Start of Given entries

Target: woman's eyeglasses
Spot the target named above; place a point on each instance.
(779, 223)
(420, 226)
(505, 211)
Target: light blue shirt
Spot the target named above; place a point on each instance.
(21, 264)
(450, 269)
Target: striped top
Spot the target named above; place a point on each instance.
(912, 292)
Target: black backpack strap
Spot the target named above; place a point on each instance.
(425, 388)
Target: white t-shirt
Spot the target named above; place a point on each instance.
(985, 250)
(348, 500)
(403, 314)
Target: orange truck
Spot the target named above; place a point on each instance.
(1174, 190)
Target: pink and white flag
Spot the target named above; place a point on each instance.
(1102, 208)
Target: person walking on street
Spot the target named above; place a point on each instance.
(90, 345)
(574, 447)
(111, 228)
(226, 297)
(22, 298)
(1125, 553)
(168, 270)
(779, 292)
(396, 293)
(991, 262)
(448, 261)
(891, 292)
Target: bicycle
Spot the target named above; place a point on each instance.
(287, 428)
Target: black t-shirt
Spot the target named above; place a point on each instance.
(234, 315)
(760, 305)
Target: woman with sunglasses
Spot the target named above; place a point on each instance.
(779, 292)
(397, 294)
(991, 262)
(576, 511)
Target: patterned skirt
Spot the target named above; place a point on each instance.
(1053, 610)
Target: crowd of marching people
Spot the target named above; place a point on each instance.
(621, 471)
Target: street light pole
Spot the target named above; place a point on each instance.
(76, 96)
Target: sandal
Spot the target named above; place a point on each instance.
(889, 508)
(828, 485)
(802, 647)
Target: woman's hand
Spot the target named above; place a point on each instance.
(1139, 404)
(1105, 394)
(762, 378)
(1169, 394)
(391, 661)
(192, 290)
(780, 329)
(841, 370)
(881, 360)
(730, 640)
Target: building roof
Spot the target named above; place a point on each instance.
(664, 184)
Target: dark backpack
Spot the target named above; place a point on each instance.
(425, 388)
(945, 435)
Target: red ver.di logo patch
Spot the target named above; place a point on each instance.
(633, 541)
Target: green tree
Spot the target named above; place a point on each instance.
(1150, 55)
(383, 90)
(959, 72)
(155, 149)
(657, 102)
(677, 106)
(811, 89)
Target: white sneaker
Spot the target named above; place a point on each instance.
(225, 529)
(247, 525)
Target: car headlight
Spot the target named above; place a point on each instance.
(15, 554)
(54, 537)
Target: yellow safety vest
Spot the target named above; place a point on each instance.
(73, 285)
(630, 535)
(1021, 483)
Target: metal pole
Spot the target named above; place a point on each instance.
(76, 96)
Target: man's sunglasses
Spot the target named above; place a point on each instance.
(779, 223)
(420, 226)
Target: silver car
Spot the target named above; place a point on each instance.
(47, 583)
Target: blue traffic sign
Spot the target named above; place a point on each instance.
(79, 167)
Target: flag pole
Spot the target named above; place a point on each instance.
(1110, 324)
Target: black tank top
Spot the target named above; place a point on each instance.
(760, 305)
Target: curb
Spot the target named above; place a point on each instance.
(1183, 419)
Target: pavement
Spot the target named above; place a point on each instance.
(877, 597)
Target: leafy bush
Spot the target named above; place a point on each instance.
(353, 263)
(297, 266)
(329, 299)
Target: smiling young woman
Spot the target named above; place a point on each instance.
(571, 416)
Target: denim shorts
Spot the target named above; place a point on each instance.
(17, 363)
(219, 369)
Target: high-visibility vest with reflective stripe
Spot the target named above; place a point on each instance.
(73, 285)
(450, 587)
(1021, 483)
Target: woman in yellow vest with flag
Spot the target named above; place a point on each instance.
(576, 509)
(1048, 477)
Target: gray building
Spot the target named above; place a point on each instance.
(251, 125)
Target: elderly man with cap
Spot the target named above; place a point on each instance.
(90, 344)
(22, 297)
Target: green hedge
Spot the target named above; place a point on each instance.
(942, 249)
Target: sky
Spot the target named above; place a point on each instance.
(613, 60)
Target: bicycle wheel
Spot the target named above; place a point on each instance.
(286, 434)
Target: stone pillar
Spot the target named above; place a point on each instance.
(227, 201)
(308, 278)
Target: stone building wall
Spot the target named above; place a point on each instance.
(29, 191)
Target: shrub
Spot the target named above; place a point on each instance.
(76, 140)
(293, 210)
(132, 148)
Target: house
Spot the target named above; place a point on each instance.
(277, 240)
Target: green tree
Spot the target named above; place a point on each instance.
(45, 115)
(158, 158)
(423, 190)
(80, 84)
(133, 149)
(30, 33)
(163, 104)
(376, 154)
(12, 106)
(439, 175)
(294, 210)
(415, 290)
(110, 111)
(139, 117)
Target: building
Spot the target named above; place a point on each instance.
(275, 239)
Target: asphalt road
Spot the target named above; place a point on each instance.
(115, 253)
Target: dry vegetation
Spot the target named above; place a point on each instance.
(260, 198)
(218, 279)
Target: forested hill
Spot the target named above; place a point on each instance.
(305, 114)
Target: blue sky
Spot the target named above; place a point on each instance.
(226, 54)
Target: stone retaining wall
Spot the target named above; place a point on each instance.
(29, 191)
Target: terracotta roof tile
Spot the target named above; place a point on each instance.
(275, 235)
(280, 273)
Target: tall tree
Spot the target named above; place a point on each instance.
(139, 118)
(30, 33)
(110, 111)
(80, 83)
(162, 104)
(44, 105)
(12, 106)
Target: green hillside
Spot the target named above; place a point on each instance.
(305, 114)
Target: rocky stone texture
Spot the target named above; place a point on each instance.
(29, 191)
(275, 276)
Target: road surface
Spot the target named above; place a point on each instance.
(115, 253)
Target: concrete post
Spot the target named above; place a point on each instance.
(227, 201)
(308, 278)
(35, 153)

End of Given entries

Transcribe every entry word for word.

Target: woman's eyeglasses
Spot the target named above; place a point on each instance.
(779, 223)
(420, 226)
(505, 211)
Target: light blue shirt
Spot the target named above; place a point on each instance.
(21, 264)
(450, 269)
Target: striped top
Spot the target named above; place a point on each instance.
(912, 292)
Target: black backpack strap
Spot the target named above; place a point on each instance.
(425, 388)
Target: white t-shirt
Spot the target named above; place a point on each instance.
(985, 250)
(348, 500)
(403, 314)
Target: orange truck
Spot the target named above; place a point on each instance.
(1174, 190)
Target: pink and white flag
Spot the target named above; place a point on each instance.
(1102, 208)
Target: person walking on street
Spot the target named above; place a point on each instance.
(90, 345)
(574, 447)
(111, 228)
(226, 297)
(22, 298)
(1125, 553)
(168, 270)
(779, 292)
(396, 293)
(991, 262)
(448, 261)
(891, 292)
Target: bicycle
Spot the target named above; place a point on each instance.
(287, 428)
Target: black t-shirt
Spot the target named above; place a point on each instance.
(234, 315)
(760, 305)
Target: woman with sunglasses
Spot the target named above; place a point on each instance.
(779, 292)
(397, 294)
(991, 262)
(576, 511)
Target: patterned skirt
Spot the target named above; place a point on each instance.
(1053, 610)
Target: crowd of marching people
Spot the target named above; place a point on each instance.
(621, 471)
Target: street light pole
Spot the target named above; place a point on each instance.
(76, 96)
Target: sandal
Spot the target named above; place a point on each instance.
(889, 508)
(828, 485)
(802, 647)
Target: woman's hand
Spot the target named above; place a point on each instance.
(1139, 404)
(1105, 394)
(762, 378)
(1169, 394)
(391, 661)
(192, 290)
(780, 329)
(841, 370)
(881, 360)
(730, 640)
Target: building roof
Spot the target named above; place a point on each instance.
(664, 184)
Target: dark backpack
Spot the target named above; place a point on each instance.
(425, 388)
(945, 435)
Target: red ver.di logo patch
Spot the target named above; place a point on each instance.
(633, 541)
Target: green tree
Spot the target named above; place a point on each instance.
(1150, 55)
(383, 90)
(959, 72)
(155, 149)
(657, 102)
(677, 106)
(811, 89)
Target: white sneaker
Spot the target named above; place a point on each instance.
(225, 529)
(247, 525)
Target: car headlight
Spot the target named above; place a point on each instance.
(15, 554)
(54, 537)
Target: yellow safety vest
Spot the target named above; place a point on each instance.
(73, 285)
(630, 535)
(1021, 483)
Target: metal pole
Spot the target named above; place a point on each instance.
(76, 96)
Target: man's sunglasses
Spot the target named above; place a point on each instance.
(779, 223)
(420, 226)
Target: silver car
Spot the target named above; place a point on each instance.
(47, 583)
Target: blue traffic sign
Spot the target named above; place a point on each instance.
(79, 167)
Target: flag pole
Spot the target named above; place a point on each instance.
(1110, 324)
Target: black tank top
Spot the target named above; place a point on each instance.
(760, 305)
Target: curb
Spot the target named above; place a point on each instance.
(1183, 419)
Target: pavement
Spot the target named above; place a point on each instance.
(877, 597)
Target: leafy bush
Spot the target named above; place a point on each instance.
(353, 263)
(297, 266)
(329, 299)
Target: smiling young woman
Spot the target named above; place a point on each instance.
(571, 416)
Target: denim shorts
Spot the target named above; place a point on each instance.
(17, 363)
(219, 369)
Target: high-visibility vest with reflective stripe
Spot the target named above; place a point on each instance.
(73, 285)
(450, 587)
(1021, 483)
Target: woman in yellow vest with flag
Spot the target named above; place a point on each instance.
(576, 509)
(1048, 477)
Target: gray building
Spot the target named above; place a point on each instance.
(251, 125)
Target: elderly man with cap
Spot the target named above; place a point on each instance.
(90, 344)
(22, 297)
Target: green hedge
Spot the target named above; place a point on each instance.
(942, 249)
Target: sky
Spot the target named above; place a point on each instance.
(613, 60)
Target: bicycle wheel
Spot the target named above; place a point on each instance.
(286, 434)
Target: stone pillar
Spot the target named above; place a point on each instance.
(227, 201)
(308, 278)
Target: stone building wall
Spot the target named above; place a point on each instance.
(29, 191)
Target: shrub
Spot the target named above; place a point on each instance.
(76, 140)
(293, 210)
(132, 148)
Target: house
Spot the target named above; place a point on each instance.
(277, 240)
Target: green tree
Spot the target named above; place a point on each instance.
(45, 115)
(158, 158)
(423, 190)
(80, 84)
(133, 149)
(30, 33)
(163, 104)
(376, 154)
(12, 106)
(439, 175)
(294, 210)
(415, 290)
(110, 111)
(139, 117)
Target: building
Spot the target named above; place a point on each instance.
(275, 239)
Target: asphalt road
Spot the target named above; place a point on each instance.
(115, 253)
Target: dry vegetation
Spot the target named above; place a point on each instance.
(260, 198)
(218, 279)
Target: forested hill
Spot the target named above; place a point on each instance.
(305, 114)
Target: blue sky
Spot the target named above; place a point on each instance.
(226, 54)
Target: stone retaining wall
Spot the target named above; place a point on each instance.
(29, 191)
Target: terracotta roof tile
Spot the target named above; place a point on each instance.
(275, 235)
(280, 273)
Target: tall tree
Spot the target named above; place a point on each instance.
(139, 118)
(30, 33)
(110, 111)
(80, 83)
(162, 104)
(44, 105)
(12, 106)
Target: green hillside
Spot the target named above; place a point on each instance.
(305, 114)
Target: rocky stone texture
Spot the target named above; place a point on each instance.
(29, 191)
(275, 276)
Target: road surface
Spot the target named above; place a point on each instance.
(115, 253)
Target: concrete post
Spot the target named above; place a point on each instance.
(227, 201)
(308, 278)
(35, 153)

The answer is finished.